• Data extracted from a collection:
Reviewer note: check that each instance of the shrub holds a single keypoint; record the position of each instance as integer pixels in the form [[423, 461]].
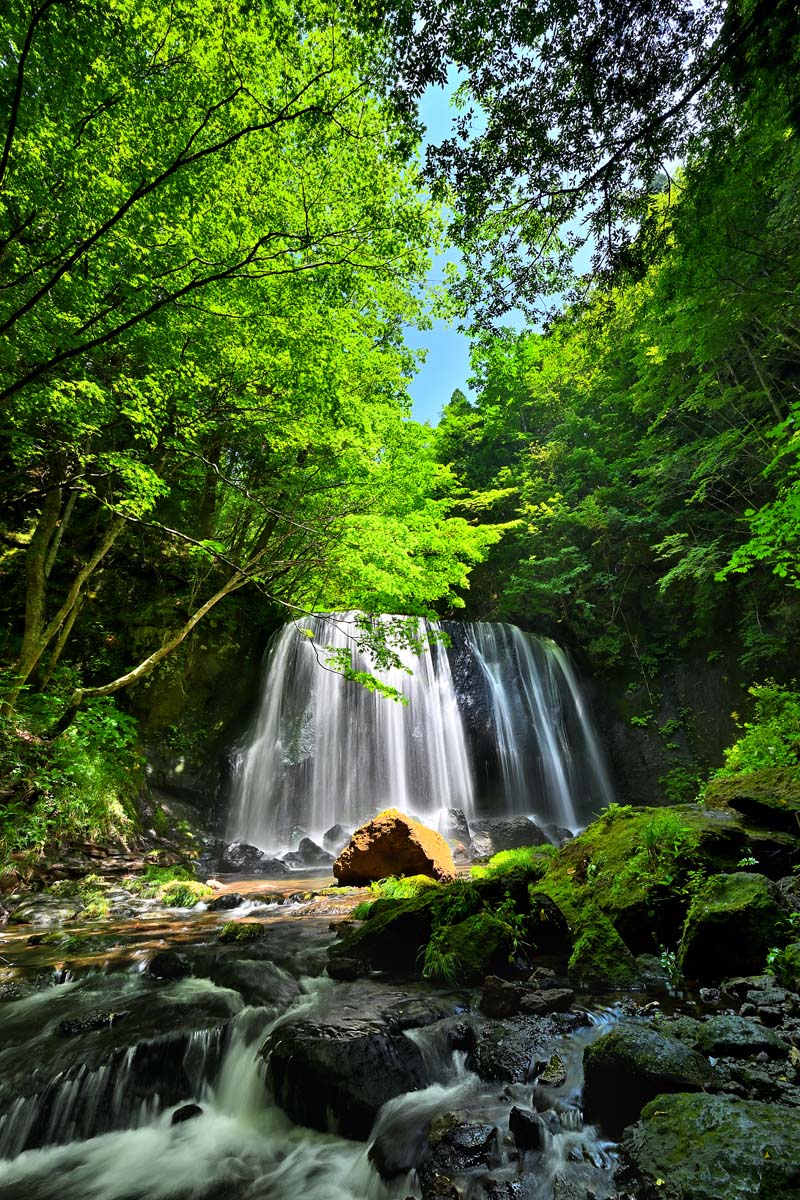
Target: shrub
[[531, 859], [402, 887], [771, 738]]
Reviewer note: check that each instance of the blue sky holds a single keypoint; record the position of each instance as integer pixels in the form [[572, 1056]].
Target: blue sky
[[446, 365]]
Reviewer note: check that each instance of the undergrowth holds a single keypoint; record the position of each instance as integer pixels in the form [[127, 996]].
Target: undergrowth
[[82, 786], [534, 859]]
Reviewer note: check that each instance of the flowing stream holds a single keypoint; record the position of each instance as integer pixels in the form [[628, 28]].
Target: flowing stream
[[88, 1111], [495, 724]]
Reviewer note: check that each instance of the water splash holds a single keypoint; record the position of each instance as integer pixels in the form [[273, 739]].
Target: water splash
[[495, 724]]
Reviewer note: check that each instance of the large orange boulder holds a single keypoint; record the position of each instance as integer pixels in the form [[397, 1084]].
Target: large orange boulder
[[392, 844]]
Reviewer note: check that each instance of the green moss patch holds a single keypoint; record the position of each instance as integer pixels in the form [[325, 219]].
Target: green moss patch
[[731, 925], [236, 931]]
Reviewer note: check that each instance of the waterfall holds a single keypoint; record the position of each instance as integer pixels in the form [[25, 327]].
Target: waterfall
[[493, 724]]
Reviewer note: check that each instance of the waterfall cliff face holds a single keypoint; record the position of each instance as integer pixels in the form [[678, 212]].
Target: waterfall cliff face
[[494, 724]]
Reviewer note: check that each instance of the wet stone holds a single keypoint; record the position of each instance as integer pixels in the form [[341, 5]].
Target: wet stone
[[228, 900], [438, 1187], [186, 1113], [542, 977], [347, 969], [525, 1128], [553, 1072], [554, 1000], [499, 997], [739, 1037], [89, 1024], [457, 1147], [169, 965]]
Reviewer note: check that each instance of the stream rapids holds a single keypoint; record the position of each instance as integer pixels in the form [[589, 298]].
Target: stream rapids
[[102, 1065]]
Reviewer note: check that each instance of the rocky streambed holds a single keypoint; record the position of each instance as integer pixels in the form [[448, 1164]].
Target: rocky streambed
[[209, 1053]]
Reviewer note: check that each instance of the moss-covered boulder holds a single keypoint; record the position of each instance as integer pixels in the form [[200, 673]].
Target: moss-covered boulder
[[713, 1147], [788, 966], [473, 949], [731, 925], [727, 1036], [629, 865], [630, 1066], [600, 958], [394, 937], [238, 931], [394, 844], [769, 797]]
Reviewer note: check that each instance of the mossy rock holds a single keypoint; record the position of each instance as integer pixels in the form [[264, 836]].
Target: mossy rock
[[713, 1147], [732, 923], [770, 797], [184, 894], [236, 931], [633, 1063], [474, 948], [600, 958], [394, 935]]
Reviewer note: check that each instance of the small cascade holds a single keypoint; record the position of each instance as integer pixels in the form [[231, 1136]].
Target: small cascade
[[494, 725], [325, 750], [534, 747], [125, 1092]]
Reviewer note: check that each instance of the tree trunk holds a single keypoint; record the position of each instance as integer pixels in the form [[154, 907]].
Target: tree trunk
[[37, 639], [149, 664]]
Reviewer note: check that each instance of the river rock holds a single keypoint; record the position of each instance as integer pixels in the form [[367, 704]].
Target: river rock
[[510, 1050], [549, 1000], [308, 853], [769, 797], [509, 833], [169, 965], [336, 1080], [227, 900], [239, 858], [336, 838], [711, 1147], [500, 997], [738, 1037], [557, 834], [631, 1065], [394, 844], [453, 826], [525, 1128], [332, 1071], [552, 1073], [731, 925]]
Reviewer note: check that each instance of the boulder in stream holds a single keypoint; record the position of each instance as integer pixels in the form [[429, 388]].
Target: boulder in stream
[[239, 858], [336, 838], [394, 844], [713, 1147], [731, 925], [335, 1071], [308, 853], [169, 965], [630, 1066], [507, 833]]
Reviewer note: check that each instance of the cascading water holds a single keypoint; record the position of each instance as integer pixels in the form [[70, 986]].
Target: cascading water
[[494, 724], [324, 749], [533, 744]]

• Problem description:
Print all of these entries again line for line, leaving out the pictures.

• Written response:
Reviewer note: check that each instance of the shrub holds a single keypoint; record the position of each instance as integer pixels in the form [[423, 461]].
Target: shrub
[[531, 859], [402, 887], [771, 738]]
Reviewer note: check that each instance of the blue sky holds a single keypoint; record the position of each instance as integer pixels in the form [[572, 1056]].
Target: blue sky
[[446, 365]]
Reviewer note: check that each instance of the undergrowth holds a single keypoint; record the position of each instance as integer pixels in the form [[127, 996]].
Target: undergrowth
[[82, 786], [534, 859]]
Reviewer note: check that each instance of the flowing stream holds a single keypoint; record the position of each instance as integer pixels in the form [[628, 28]].
Target: flowing stream
[[88, 1111], [495, 724]]
Reviewer note: check that each instance of the water splash holds a single keypoint; record the position of each instance as integer pixels in the form [[273, 739]].
Target: water splash
[[495, 724]]
Reviewer note: check that each instance of the large orange boulder holds a single keypoint; record the position of each instance as integer pixels in the form [[397, 1084]].
Target: large orange boulder
[[392, 844]]
Reviewer note: check that each instance of the green moss patch holds a single keypoint; record the position of each instance as integer pixels in the form [[325, 219]].
Target: green moss patch
[[731, 925], [236, 931]]
Reviewer note: check that each instance of the waterfall holds a single keypoint; record the position of each instance as integer pixels in the form [[25, 327]].
Target: waterfall
[[493, 724]]
Reviewer note: check that each instance of the waterfall cliff face holds a single keypoint; record the position of each instance as integer pixels in the form [[678, 212]].
Target: waterfall cliff face
[[494, 724]]
Reviewer note: check that each instance of the wet stone holds a single keypoint; record the position of each instance as integer pixels in the form [[341, 5]].
Target: wet stone
[[228, 900], [438, 1187], [186, 1113], [542, 977], [347, 969], [525, 1128], [553, 1072], [554, 1000], [499, 997], [739, 1037], [89, 1024], [457, 1147], [169, 965]]
Reviewer note: check that each instance of the stream rapids holds a single keypoint; record the position of each instance as integer pixels in the form [[589, 298]].
Target: stream rapids
[[102, 1065]]
Reviewer note: check that each instance of the rocky streambed holds a single keypoint; record the position of each instance as integer pixels in the form [[448, 1164]].
Target: rocky streambed
[[209, 1053]]
Reviewer note: check that each instance of the moss-covered boulder holds a single keypoint; record the position of each instance as integer pixels in the form [[200, 673]].
Target: moss-covered boulder
[[713, 1147], [788, 966], [473, 949], [731, 925], [727, 1036], [629, 865], [630, 1066], [600, 958], [394, 937], [238, 931], [394, 844], [769, 797]]
Reviewer note: check that each instance of the mossy rock holds a single keypoint; record the position of each instance as integer pixels in the form [[264, 836]].
Target: mossy rock
[[713, 1147], [732, 923], [770, 797], [184, 894], [236, 931], [633, 1063], [474, 948], [600, 958], [394, 935]]
Reviewer note: check that each instance of the small cascade holds a single keypoint; record the position of each instance as integer pixels in the form [[231, 1136]].
Target: small cascade
[[494, 725], [325, 750], [534, 747], [125, 1092]]
Reviewer note: check that each instance of the tree trunk holds a single keypoint; record the position of each instance as integer pixels in the form [[154, 907]].
Target: tree trunk
[[37, 639], [149, 664]]
Reviewer note: check that each instance of the river rock holds a single keypoint; record the position of each instance as integer pixels in the form [[367, 704]].
Target: river rock
[[510, 1050], [549, 1000], [308, 853], [769, 797], [509, 833], [169, 965], [336, 1080], [227, 900], [239, 858], [336, 838], [711, 1147], [500, 997], [738, 1037], [557, 834], [631, 1065], [394, 844], [453, 826], [525, 1128], [332, 1071], [552, 1073], [731, 925]]
Reviewer note: check that each instance of the boulder in stream holds a single keypoint; record the position of each instance as integer pixels in the form [[429, 388]].
Target: boulder in stream
[[239, 858], [336, 838], [394, 844], [713, 1147], [731, 925], [335, 1071], [308, 853], [169, 965], [630, 1066], [507, 833]]
Reviewer note: check that each instance of the cascading water holds a single keypoint; record the position of each instance as integer pixels in the form [[70, 986]].
Target: cascading water
[[494, 724], [324, 749], [533, 744]]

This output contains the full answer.